Directions for this task
For each entry, output its words exactly and leave any picture behind.

Provided data START

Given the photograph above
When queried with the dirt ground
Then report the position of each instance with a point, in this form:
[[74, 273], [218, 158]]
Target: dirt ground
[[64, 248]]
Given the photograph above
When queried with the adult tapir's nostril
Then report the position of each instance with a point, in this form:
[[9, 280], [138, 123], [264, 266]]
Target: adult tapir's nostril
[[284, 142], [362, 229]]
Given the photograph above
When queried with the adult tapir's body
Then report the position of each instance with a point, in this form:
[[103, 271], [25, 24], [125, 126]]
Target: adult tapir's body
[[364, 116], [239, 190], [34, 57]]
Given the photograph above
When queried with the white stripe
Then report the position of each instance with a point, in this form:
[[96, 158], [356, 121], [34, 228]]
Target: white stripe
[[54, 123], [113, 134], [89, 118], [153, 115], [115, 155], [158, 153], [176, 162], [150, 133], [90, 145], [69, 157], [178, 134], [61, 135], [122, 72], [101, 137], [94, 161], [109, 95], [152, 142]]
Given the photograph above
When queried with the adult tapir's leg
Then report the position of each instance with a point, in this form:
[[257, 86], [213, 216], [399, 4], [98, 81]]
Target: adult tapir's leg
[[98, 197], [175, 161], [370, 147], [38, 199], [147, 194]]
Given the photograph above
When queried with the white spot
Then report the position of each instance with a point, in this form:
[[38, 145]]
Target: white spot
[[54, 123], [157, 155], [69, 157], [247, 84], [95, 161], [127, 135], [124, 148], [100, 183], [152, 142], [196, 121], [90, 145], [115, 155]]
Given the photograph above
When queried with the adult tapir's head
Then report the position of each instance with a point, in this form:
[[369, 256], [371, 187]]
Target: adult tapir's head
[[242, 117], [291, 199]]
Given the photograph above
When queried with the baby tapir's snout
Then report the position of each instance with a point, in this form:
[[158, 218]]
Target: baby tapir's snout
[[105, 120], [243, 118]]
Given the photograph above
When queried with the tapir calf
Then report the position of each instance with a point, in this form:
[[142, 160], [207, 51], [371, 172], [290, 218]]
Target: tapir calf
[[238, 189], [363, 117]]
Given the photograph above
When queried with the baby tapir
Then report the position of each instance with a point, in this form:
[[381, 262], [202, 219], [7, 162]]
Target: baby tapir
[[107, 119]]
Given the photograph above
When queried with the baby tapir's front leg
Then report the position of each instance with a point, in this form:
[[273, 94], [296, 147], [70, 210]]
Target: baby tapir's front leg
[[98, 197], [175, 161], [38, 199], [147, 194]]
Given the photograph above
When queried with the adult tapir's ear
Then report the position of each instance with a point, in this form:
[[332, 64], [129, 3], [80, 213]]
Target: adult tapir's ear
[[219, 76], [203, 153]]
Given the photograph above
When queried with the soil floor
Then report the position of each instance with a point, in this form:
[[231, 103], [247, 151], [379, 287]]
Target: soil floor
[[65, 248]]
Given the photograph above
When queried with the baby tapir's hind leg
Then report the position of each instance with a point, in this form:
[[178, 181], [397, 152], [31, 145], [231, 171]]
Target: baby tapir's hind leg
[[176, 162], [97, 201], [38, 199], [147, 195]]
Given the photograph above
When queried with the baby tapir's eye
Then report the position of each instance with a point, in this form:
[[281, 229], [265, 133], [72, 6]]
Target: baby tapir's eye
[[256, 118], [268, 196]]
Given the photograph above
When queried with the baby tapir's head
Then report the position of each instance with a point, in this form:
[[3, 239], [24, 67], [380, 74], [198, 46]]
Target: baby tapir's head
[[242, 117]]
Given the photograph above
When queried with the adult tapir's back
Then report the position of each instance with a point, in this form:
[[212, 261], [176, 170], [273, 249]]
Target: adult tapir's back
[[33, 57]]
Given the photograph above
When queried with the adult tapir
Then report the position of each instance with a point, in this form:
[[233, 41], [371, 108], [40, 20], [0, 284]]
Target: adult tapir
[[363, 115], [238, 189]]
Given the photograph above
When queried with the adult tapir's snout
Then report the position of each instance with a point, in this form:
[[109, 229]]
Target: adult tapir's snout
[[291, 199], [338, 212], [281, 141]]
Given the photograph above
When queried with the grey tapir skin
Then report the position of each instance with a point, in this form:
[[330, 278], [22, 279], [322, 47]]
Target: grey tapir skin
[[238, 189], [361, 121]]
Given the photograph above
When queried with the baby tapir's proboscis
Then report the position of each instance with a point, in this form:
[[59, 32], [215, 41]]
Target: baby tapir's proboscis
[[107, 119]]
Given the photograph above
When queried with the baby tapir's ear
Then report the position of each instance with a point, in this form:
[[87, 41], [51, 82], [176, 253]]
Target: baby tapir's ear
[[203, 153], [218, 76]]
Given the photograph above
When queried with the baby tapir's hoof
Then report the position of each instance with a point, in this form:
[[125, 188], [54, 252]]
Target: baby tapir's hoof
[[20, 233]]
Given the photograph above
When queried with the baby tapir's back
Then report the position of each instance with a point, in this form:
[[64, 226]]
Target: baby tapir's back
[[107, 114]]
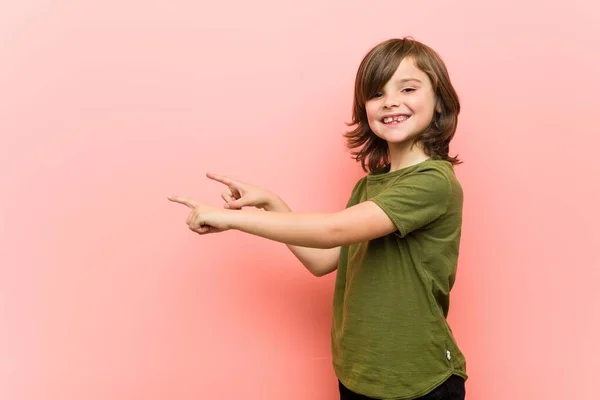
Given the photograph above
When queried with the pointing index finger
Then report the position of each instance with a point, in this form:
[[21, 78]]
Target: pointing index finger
[[220, 178]]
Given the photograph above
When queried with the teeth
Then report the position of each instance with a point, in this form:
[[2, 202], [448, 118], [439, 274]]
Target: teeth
[[398, 118]]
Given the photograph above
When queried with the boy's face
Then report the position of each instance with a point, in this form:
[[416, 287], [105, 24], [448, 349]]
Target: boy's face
[[404, 107]]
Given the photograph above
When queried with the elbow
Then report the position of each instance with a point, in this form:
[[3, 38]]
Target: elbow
[[335, 234]]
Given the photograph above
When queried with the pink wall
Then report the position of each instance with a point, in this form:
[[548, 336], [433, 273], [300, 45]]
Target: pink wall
[[108, 107]]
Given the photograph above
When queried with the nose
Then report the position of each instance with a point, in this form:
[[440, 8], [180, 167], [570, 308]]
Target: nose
[[390, 102]]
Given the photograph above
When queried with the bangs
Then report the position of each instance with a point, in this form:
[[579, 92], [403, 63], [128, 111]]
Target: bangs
[[379, 67]]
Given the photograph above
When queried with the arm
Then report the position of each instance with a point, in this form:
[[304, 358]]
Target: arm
[[319, 262], [362, 222]]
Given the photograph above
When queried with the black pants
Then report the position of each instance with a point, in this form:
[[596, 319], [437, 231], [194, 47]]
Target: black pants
[[452, 389]]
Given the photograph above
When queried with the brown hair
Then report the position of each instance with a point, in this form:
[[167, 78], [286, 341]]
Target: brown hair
[[375, 70]]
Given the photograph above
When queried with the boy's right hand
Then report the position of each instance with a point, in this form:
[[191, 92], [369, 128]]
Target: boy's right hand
[[239, 194]]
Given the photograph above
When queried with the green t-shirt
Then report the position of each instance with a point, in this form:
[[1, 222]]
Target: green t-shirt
[[390, 337]]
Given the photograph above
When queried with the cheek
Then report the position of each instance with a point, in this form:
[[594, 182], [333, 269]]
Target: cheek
[[371, 113]]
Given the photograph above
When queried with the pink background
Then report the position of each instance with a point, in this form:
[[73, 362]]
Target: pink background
[[107, 107]]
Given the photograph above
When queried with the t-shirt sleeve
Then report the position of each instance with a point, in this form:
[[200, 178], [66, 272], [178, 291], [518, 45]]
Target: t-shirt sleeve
[[414, 201]]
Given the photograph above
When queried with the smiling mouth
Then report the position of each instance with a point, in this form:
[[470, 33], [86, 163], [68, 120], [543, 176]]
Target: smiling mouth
[[395, 119]]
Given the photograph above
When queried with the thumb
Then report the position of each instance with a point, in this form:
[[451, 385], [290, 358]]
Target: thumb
[[237, 204]]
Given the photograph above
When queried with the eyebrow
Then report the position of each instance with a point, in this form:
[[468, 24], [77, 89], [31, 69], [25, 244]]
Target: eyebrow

Provided data END

Response to the exercise
Given the photograph above
When queried with the dirt ground
Then report the position of each instance with a point, in this form:
[[74, 273], [218, 158]]
Target: dirt ground
[[64, 248]]
Given the photograph above
When queried with the adult tapir's nostril
Then report the position of each instance with a point, in this form:
[[9, 280], [138, 123], [264, 266]]
Target: adult tapir's nostril
[[284, 142], [362, 229]]
Given the photograph above
When queried with the adult tapir's body
Then report the position of each instance with a point, in this form:
[[103, 271], [25, 24], [125, 126]]
Target: adult tapir's body
[[364, 116], [239, 190], [34, 57]]
Given the photograph above
When queried with the white stripe
Then report the position of each instance with a point, in this form:
[[96, 158], [356, 121], [34, 228]]
Target: white stripe
[[54, 123], [113, 134], [89, 118], [153, 115], [115, 155], [158, 153], [176, 162], [150, 133], [90, 145], [69, 157], [178, 134], [61, 135], [122, 72], [101, 137], [94, 161], [109, 95], [152, 142]]
Given the photograph above
When queried with the adult tapir's leg
Then report the position of each instance with a point, in this form:
[[257, 86], [213, 216], [399, 4], [98, 81]]
Target: adult tapir's leg
[[98, 197], [175, 161], [370, 147], [38, 199], [147, 194]]
Given the photograph above
When queried with the white spot
Then report the position of each instance with a point, in this form:
[[38, 145]]
Target: white spot
[[54, 123], [157, 155], [69, 157], [247, 84], [95, 161], [127, 135], [124, 148], [100, 183], [152, 142], [196, 121], [90, 145], [115, 155]]
Given the photograph above
When queried with the adult tapir's head
Then report the position of each instance with a point, in this form:
[[369, 256], [371, 187]]
Target: adult tapir's head
[[242, 117], [291, 199]]
Given the photograph above
When queried with the baby tapir's snout
Then report the position of each instance with a point, in this form:
[[158, 218]]
Target: baby tapir's snout
[[105, 120], [243, 118]]
Given the photograph above
When queried with the tapir calf
Then report the position of each instance with a point, in this form:
[[142, 160], [207, 51], [371, 172], [290, 218]]
Target: tapir calf
[[238, 189], [363, 117]]
Given the photograph above
When queried with the baby tapir
Then report the position of each instance with a point, in this form:
[[381, 262], [202, 219], [7, 162]]
Target: baby tapir
[[107, 119]]
Given the photograph above
When queried with the baby tapir's front leg
Then report the position of each instance with a point, in this form:
[[273, 94], [296, 147], [70, 210]]
Target: baby tapir's front leg
[[98, 197], [175, 161], [38, 199], [147, 194]]
Given the photograph above
When queried with the adult tapir's ear
Then report the position of each instance with a point, in this form:
[[332, 64], [129, 3], [80, 213]]
Target: adult tapir's ear
[[219, 76], [203, 153]]
Given the photograph above
When queried with the soil floor
Then report the position of each instance with a point, in this form:
[[231, 103], [247, 151], [379, 287]]
Target: soil floor
[[65, 248]]
Given the photograph above
When queried with the baby tapir's hind leg
Then report the position of each instance with a point, in this form:
[[178, 181], [397, 152], [31, 145], [231, 171]]
Target: baby tapir's hind leg
[[176, 162], [97, 201], [38, 199], [147, 195]]
Given the photograph above
When queried with the baby tapir's eye
Then report the position of each instance with a point, in this form:
[[281, 229], [265, 133], [72, 6]]
Target: baby tapir's eye
[[256, 118], [268, 196]]
Given the photograph above
When queried with the baby tapir's head
Then report the position of each instance with a point, in this form:
[[3, 239], [24, 67], [380, 74], [198, 46]]
Target: baby tapir's head
[[242, 117]]
Given the photograph above
When queried with the adult tapir's back
Then report the position of each instance with a point, in this form:
[[212, 261], [176, 170], [273, 249]]
Target: adult tapir's back
[[33, 57]]
Given the photograph above
When queried with the adult tapir
Then report the position of each instance with a point, in this form:
[[233, 41], [371, 108], [40, 20], [0, 284]]
Target: adult tapir
[[363, 115], [238, 189]]
Given the photograph above
When queried with the adult tapir's snout
Then report the position of each instance with a point, in this form:
[[109, 229]]
Target: adult tapir's snout
[[291, 199], [338, 212], [281, 141]]
Given the photograph above
When queried with the grey tapir skin
Then report the position of each instance with a point, in this form:
[[330, 278], [22, 279], [322, 47]]
Target: grey tapir skin
[[238, 189], [361, 121]]
Given the photograph above
When queried with the baby tapir's proboscis
Then report the position of each instance with a point, in this form:
[[59, 32], [215, 41]]
Target: baby tapir's proboscis
[[107, 119]]
Given the photograph above
When queried with the baby tapir's ear
Then report the position of each instance with a point, in this form:
[[87, 41], [51, 82], [176, 253]]
Target: baby tapir's ear
[[203, 153], [218, 76]]
Given the photograph above
When queried with the baby tapir's hoof
Then report the position of each instance with a point, in this form:
[[125, 188], [54, 252]]
Target: baby tapir's hoof
[[20, 233]]
Given the photograph above
When queried with the baby tapir's back
Then report the position of each instance with a point, in this form:
[[64, 226]]
Target: baby tapir's back
[[107, 114]]
Given the photograph above
When queried with the pointing index finger
Then report the position of each instance with a point, in this form:
[[21, 78]]
Target: pointing index finger
[[220, 178]]
Given the photograph above
When queried with the teeth
Then report the position of each instance with a point, in this form:
[[2, 202], [448, 118], [439, 274]]
Target: teeth
[[398, 118]]
Given the photograph above
When queried with the boy's face
Then report the position of each instance with a point, in this form:
[[416, 287], [105, 24], [448, 349]]
Target: boy's face
[[404, 107]]
Given the photograph above
When queried with the elbow
Then report the position of each instance with a point, in this form:
[[3, 38]]
Target: elbow
[[335, 234]]
Given the photograph above
When queried with the pink wall
Then report the position of each instance with a point, in this form:
[[548, 336], [433, 273], [300, 45]]
Target: pink wall
[[108, 107]]
Given the photograph above
When queried with the nose
Then report the position of each instance with a point, in this form:
[[440, 8], [180, 167], [570, 308]]
Target: nose
[[390, 102]]
Given the photograph above
When queried with the bangs
Then report the position of each instance with a point, in this form:
[[579, 92], [403, 63], [128, 111]]
Target: bangs
[[379, 67]]
Given the photograph above
When queried with the arm
Then report the position of each instance with a point, in this form:
[[304, 358]]
Target: arm
[[319, 262], [362, 222]]
Given the photograph above
When queried with the black pants
Then report the position of each instance with a point, in this form:
[[596, 319], [437, 231], [194, 47]]
Target: black pants
[[452, 389]]
Given the photograph above
When queried with the brown hair
Then report the position of each instance with a point, in this form:
[[167, 78], [286, 341]]
Target: brown hair
[[375, 70]]
Given the photograph above
When queried with the boy's right hand
Then report the position of each instance with a point, in this form:
[[191, 92], [369, 128]]
Target: boy's right hand
[[239, 194]]
Given the photograph above
When queried with the green t-shirt
Then report the position of each instance with a point, in this form:
[[1, 222]]
Target: green t-shirt
[[390, 337]]
Given the photograph above
When queried with the cheek
Then report the position of each instance with a point, in this form:
[[594, 182], [333, 269]]
Target: cheek
[[371, 113]]
Given the photograph above
When queried with the pink background
Then report the position of each instance with a point, in this form:
[[73, 362]]
Target: pink background
[[107, 107]]
Given the photograph above
When queried with the t-shirt sleeve
Then report the position of each instance with a point, in this form:
[[200, 178], [66, 272], [178, 291], [518, 45]]
Target: t-shirt sleeve
[[414, 201]]
Given the photograph above
When queried with the smiling mouth
Then report the position of each instance with a point, in this form:
[[470, 33], [86, 163], [68, 120], [543, 176]]
Target: smiling mouth
[[395, 119]]
Given the photograph above
When queried with the thumb
Then report the position of each instance with a point, in this form:
[[451, 385], [290, 358]]
Target: thumb
[[237, 204]]
Given the photograph above
When queried with the eyebrow
Then report the position of each instance with a point, in this form:
[[468, 24], [77, 89], [31, 69], [25, 244]]
Target: eyebrow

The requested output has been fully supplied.